What you should do
Answer these questions about the forum post below, one per line:
1. Into which language was the snippet translated?
2. What default value does GetClosestN give MaxIterations?
3. What index range is declared for the array Ps?
-- BEGIN Document excerpt --
Hey guys,

I want to implement an efficient way to do this. I translated this snippet to pascal. That snippet was based on this article.

Code:
function TSpline.GetClosestN(aVec: TVector3f; s1,s2,s3: Single; MaxIterations: Integer = 20): Single;

  function Clamp(val, min, max: Single): Single;
  begin
    Result := val;
    if Result < Min then Result := min;
    if Result > Max then Result := max;
  end;

  function SplineInterpolate(s: Single): TVector3f;
  begin
    Result := GetPosition( GetCurveParameter(s) );
  end;

var
  s, Ds: array[0..2] of Single;
  Ps: array[0..3] of Single;      // The function P(s) evaluated for the 4 values
  sk, skLast, grad, curv: Single;
  width, termCond: Single;
  Ds_pt1, Ds_pt2, Ds_pt3, g1,g2: Single;
  I, J, K, biggest: Integer;
begin
  s[0] := s1;
  s[1] := s2;
  s[2] := s3;

  // For gradient and curviture approximation
  // CalculateLength() computes length of spline!
-- END Document excerpt --
-- BEGIN Data --
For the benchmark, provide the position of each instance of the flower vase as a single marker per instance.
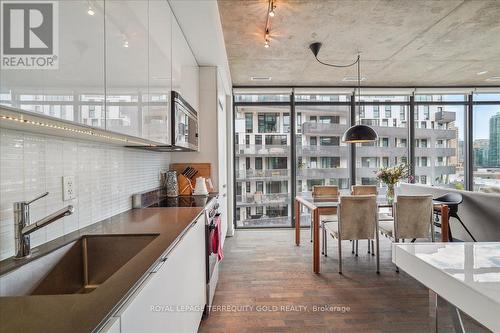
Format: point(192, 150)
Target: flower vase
point(390, 194)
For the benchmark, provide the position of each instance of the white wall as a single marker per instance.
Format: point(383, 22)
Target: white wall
point(105, 178)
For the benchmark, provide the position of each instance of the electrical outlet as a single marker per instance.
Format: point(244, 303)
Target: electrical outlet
point(68, 188)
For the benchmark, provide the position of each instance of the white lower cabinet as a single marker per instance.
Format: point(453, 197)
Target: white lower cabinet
point(173, 296)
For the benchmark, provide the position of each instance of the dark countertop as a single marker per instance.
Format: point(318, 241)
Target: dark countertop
point(84, 312)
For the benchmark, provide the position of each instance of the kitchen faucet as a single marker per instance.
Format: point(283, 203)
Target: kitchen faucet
point(23, 228)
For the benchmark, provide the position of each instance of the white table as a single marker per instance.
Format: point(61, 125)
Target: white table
point(467, 275)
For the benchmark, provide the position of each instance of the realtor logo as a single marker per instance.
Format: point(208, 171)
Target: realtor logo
point(29, 35)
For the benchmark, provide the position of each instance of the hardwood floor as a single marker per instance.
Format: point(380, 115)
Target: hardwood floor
point(266, 284)
point(265, 268)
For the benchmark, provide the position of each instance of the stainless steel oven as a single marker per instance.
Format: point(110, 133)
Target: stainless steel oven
-- END Data --
Exercise response
1. Pascal
2. 20
3. 0..3